◆ Action item ◆
In the records below, which lines include "Task"? Copy them.

Stored entries:
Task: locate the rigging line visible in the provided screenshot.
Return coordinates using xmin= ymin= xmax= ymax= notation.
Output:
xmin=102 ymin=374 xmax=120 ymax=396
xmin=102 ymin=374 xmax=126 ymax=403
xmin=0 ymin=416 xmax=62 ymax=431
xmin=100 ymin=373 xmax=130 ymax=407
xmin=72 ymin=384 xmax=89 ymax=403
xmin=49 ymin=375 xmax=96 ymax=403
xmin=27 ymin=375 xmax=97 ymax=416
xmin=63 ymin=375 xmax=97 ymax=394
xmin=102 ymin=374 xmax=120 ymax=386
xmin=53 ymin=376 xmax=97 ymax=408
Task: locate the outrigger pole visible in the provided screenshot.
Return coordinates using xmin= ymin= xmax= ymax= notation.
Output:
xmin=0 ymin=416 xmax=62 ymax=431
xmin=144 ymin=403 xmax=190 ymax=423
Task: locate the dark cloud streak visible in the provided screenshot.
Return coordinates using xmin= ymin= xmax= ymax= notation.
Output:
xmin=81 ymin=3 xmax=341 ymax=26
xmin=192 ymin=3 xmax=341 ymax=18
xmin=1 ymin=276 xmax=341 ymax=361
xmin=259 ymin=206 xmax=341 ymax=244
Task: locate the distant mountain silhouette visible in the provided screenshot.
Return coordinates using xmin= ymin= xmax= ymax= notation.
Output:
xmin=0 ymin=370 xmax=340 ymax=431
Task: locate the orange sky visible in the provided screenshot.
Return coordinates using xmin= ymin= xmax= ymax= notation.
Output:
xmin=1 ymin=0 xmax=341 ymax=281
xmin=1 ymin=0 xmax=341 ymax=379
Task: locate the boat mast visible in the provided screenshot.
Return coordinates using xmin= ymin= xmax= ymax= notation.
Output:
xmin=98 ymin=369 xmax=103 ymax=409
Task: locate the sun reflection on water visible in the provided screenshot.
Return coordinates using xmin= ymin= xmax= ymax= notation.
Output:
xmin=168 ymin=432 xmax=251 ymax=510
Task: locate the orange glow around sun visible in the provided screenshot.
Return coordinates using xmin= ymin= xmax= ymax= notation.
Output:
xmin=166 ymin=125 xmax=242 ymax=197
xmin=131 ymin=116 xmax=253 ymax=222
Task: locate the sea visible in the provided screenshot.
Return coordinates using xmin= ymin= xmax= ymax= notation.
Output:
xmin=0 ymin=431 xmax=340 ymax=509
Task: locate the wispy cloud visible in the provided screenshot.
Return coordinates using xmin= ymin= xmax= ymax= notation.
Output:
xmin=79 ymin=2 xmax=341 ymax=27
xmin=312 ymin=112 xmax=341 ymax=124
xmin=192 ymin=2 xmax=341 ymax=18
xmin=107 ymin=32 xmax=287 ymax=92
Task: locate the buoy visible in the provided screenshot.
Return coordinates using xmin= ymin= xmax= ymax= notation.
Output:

◆ Reply ◆
Task: locate the rigging line visible in the provided screenshot.
Task: locate the outrigger pole visible in the provided screenshot.
Task: locate the dark cloud streak visible in the provided screenshot.
Task: locate the distant mountain silhouette visible in the provided screenshot.
Task: locate the orange sky visible in the provided screenshot.
Task: locate the boat mast visible in the provided screenshot.
Task: locate the sun reflection on water visible in the provided screenshot.
Task: locate the orange glow around sun visible in the provided screenshot.
Task: locate the sea visible in the provided screenshot.
Task: locate the wispy cloud visible in the provided screenshot.
Task: locate the buoy visible in the provided screenshot.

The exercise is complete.